::: DATASET RECORDS :::

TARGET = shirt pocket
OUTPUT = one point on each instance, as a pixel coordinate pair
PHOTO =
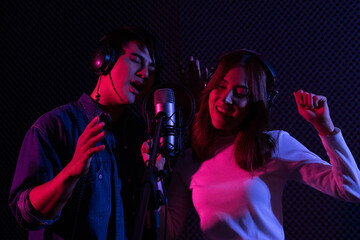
(97, 195)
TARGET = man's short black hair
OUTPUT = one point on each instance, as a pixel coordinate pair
(121, 36)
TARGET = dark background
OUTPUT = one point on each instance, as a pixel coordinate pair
(313, 45)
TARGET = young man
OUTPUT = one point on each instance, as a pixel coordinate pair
(78, 171)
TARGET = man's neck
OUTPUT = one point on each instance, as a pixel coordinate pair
(115, 111)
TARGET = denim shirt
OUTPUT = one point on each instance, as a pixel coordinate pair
(95, 209)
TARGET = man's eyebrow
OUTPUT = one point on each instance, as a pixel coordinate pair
(142, 58)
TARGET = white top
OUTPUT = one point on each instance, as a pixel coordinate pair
(232, 204)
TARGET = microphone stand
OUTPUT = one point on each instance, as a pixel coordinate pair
(151, 197)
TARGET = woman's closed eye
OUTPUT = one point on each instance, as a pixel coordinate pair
(221, 86)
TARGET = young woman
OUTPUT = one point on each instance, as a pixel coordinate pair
(236, 170)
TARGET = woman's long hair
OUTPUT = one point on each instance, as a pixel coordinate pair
(253, 147)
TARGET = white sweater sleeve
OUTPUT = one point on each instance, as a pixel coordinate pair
(179, 197)
(340, 178)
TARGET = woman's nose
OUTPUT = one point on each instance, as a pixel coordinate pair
(143, 73)
(228, 97)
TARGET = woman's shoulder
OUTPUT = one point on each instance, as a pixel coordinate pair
(278, 134)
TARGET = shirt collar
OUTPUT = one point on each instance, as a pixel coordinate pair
(89, 106)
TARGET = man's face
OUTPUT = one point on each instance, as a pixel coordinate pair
(133, 74)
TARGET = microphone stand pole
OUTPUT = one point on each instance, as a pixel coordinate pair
(150, 190)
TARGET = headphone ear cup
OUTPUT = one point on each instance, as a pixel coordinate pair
(102, 60)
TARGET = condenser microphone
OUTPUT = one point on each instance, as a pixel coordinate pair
(164, 103)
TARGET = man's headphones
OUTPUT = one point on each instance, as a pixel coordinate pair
(271, 77)
(104, 58)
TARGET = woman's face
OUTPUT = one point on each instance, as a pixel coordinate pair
(228, 102)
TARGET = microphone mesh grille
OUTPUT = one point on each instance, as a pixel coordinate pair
(164, 95)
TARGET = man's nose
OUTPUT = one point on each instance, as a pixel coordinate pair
(228, 97)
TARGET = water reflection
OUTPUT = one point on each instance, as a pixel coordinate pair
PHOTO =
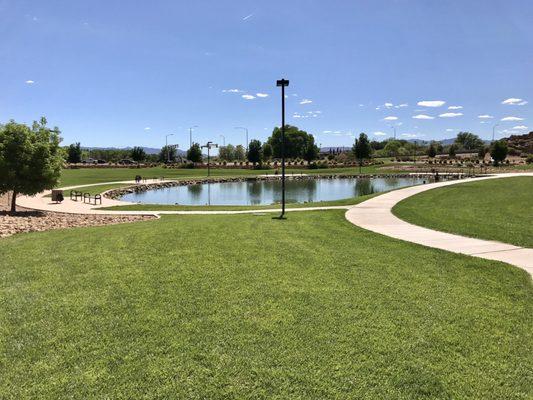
(269, 192)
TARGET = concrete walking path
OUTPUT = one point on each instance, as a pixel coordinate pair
(376, 215)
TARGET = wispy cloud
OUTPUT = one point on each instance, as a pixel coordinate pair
(512, 119)
(431, 103)
(450, 115)
(514, 102)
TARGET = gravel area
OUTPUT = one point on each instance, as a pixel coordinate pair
(32, 221)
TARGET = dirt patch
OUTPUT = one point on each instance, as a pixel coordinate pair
(34, 221)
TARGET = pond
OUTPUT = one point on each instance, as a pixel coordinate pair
(269, 192)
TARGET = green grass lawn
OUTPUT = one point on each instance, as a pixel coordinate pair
(83, 176)
(499, 209)
(244, 306)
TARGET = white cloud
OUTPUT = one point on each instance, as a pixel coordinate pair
(450, 115)
(431, 103)
(514, 102)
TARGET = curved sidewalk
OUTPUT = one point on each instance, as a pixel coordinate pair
(376, 215)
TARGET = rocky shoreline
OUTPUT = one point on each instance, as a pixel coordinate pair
(116, 194)
(36, 221)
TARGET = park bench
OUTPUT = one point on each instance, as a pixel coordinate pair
(87, 198)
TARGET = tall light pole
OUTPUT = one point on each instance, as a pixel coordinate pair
(190, 134)
(282, 83)
(494, 131)
(209, 145)
(166, 145)
(246, 129)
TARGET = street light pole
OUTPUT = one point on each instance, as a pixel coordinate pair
(166, 145)
(190, 135)
(282, 83)
(246, 129)
(208, 145)
(494, 131)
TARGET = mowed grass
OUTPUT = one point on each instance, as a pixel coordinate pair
(82, 176)
(244, 306)
(498, 209)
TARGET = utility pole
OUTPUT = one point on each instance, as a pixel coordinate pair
(209, 145)
(190, 135)
(166, 146)
(282, 83)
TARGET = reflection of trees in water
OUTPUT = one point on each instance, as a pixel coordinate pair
(364, 187)
(195, 191)
(255, 191)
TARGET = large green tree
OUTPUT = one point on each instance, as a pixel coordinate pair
(30, 159)
(74, 153)
(226, 153)
(362, 149)
(138, 154)
(255, 153)
(296, 142)
(468, 141)
(168, 153)
(499, 151)
(194, 154)
(240, 153)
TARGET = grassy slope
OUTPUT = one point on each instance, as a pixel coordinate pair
(500, 209)
(250, 307)
(84, 176)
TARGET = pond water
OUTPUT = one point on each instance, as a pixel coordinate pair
(269, 192)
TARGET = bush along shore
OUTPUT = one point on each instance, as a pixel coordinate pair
(116, 194)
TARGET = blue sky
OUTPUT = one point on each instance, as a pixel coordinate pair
(117, 73)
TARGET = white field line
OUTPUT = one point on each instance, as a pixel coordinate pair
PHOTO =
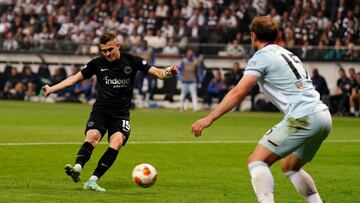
(163, 142)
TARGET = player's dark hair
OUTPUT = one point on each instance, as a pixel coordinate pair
(265, 28)
(106, 37)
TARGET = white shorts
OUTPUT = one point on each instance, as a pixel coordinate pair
(302, 136)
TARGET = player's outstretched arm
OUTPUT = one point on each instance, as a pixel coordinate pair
(232, 99)
(164, 74)
(63, 84)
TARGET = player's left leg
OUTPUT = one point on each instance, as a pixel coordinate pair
(292, 164)
(116, 140)
(261, 177)
(302, 181)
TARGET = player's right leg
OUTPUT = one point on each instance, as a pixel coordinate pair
(292, 164)
(93, 137)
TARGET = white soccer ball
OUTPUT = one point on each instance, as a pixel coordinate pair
(145, 175)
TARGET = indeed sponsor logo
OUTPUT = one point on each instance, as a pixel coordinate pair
(116, 81)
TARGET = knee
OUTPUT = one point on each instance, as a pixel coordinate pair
(286, 167)
(116, 142)
(93, 137)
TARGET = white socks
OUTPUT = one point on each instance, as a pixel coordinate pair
(95, 178)
(305, 185)
(262, 181)
(77, 167)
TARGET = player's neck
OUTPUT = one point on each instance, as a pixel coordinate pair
(264, 44)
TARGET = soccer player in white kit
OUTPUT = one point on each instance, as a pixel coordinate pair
(306, 124)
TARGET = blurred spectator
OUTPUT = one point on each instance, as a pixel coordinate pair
(216, 88)
(171, 48)
(2, 84)
(235, 49)
(320, 85)
(339, 102)
(189, 76)
(336, 53)
(167, 29)
(58, 76)
(147, 53)
(158, 42)
(234, 76)
(14, 88)
(351, 54)
(29, 80)
(10, 44)
(227, 25)
(355, 96)
(197, 17)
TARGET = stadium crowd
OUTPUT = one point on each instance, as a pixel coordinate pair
(308, 25)
(311, 29)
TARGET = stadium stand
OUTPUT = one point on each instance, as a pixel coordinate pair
(51, 34)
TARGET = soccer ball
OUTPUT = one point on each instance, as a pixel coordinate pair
(145, 175)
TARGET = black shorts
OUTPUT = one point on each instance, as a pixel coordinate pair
(107, 120)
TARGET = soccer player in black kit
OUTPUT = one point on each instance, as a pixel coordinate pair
(115, 73)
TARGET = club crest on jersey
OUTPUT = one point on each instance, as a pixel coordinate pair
(127, 70)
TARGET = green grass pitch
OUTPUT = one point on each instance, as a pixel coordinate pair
(37, 140)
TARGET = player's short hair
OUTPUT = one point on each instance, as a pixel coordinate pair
(265, 28)
(106, 37)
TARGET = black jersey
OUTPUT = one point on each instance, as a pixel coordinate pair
(115, 80)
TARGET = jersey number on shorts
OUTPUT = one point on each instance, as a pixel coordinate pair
(295, 59)
(126, 125)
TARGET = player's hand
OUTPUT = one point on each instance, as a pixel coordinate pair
(46, 89)
(199, 125)
(171, 71)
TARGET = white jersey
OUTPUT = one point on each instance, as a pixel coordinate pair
(284, 80)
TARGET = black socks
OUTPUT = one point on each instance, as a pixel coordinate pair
(105, 162)
(84, 154)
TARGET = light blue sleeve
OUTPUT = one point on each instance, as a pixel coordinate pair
(257, 65)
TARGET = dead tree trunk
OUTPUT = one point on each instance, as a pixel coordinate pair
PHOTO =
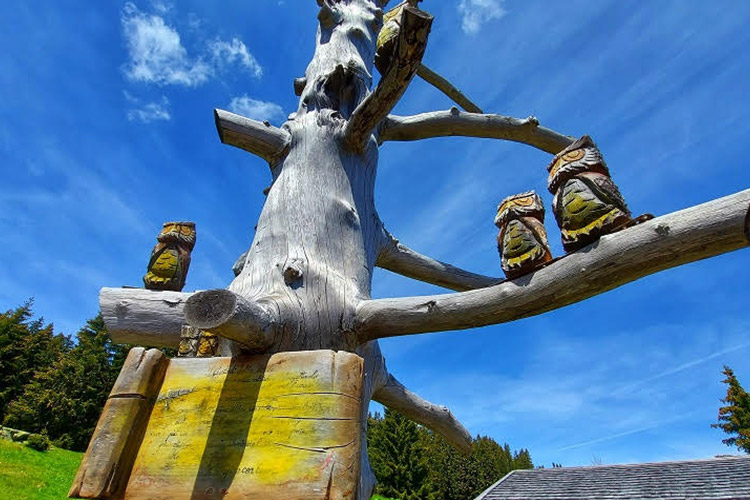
(306, 280)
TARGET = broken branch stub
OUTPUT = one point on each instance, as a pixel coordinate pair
(406, 58)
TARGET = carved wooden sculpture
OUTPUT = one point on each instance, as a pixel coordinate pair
(587, 203)
(386, 43)
(306, 280)
(170, 258)
(522, 241)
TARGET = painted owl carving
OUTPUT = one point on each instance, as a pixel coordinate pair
(170, 258)
(388, 34)
(587, 204)
(522, 241)
(188, 347)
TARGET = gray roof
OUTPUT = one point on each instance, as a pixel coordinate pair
(720, 478)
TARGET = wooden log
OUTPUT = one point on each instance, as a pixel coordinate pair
(259, 138)
(671, 240)
(108, 461)
(145, 317)
(263, 427)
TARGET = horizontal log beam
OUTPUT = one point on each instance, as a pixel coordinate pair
(260, 138)
(143, 317)
(404, 261)
(233, 317)
(458, 123)
(436, 418)
(696, 233)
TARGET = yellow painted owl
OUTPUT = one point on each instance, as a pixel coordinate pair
(587, 204)
(170, 258)
(522, 241)
(388, 34)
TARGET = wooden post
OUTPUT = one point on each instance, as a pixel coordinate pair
(106, 466)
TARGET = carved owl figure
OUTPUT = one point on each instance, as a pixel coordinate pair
(388, 34)
(170, 258)
(522, 241)
(188, 347)
(208, 345)
(587, 204)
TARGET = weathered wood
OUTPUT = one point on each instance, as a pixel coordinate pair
(406, 58)
(145, 317)
(692, 234)
(140, 375)
(438, 418)
(170, 258)
(458, 123)
(233, 317)
(107, 463)
(402, 260)
(265, 427)
(259, 138)
(447, 88)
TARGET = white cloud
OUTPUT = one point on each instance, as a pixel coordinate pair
(235, 51)
(148, 112)
(474, 13)
(156, 52)
(158, 56)
(257, 110)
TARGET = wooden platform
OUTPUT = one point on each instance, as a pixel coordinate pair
(272, 427)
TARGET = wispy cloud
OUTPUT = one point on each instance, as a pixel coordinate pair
(146, 112)
(157, 54)
(255, 109)
(224, 52)
(474, 13)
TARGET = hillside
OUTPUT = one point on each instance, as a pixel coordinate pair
(26, 474)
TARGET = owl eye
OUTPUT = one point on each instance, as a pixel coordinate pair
(573, 155)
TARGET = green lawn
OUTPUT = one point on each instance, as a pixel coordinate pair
(26, 474)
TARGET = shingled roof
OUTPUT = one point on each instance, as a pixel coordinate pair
(720, 478)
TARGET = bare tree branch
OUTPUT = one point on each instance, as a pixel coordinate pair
(454, 122)
(143, 317)
(260, 138)
(231, 316)
(438, 418)
(410, 47)
(688, 235)
(447, 88)
(406, 262)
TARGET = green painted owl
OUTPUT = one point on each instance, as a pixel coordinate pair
(170, 258)
(522, 241)
(587, 204)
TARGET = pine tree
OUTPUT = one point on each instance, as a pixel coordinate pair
(734, 416)
(457, 477)
(26, 346)
(65, 399)
(397, 456)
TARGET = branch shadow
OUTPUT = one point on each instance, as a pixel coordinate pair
(227, 439)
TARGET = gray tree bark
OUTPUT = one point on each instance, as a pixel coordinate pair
(306, 279)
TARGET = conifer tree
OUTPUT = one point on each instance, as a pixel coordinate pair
(734, 416)
(26, 346)
(397, 457)
(65, 399)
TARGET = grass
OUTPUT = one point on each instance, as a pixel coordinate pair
(26, 474)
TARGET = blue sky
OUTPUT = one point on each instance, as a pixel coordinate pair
(106, 131)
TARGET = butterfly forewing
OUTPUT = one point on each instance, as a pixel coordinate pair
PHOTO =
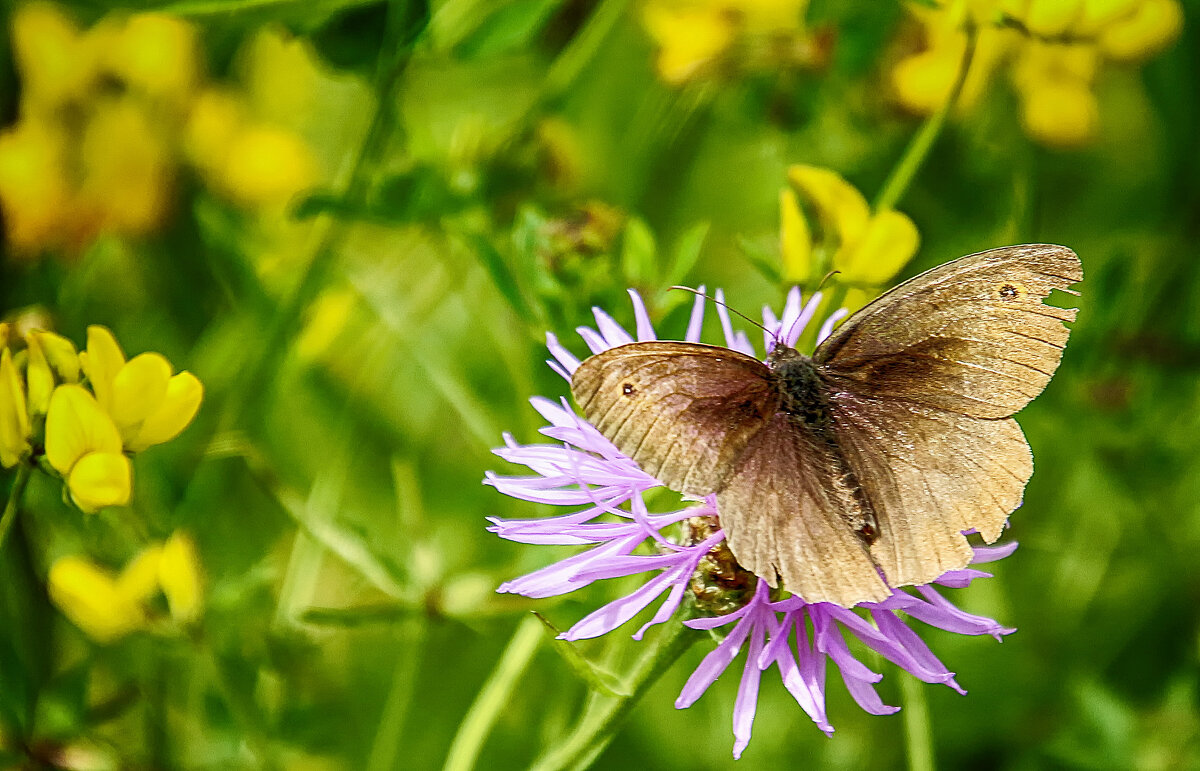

:::

▶ [EXERCISE AIM]: Locate every line of the records that contains the string "reflection" and copy each such line in full.

▶ [OUTPUT OF THE TASK]:
TARGET = water reflection
TARGET = reflection of trees in water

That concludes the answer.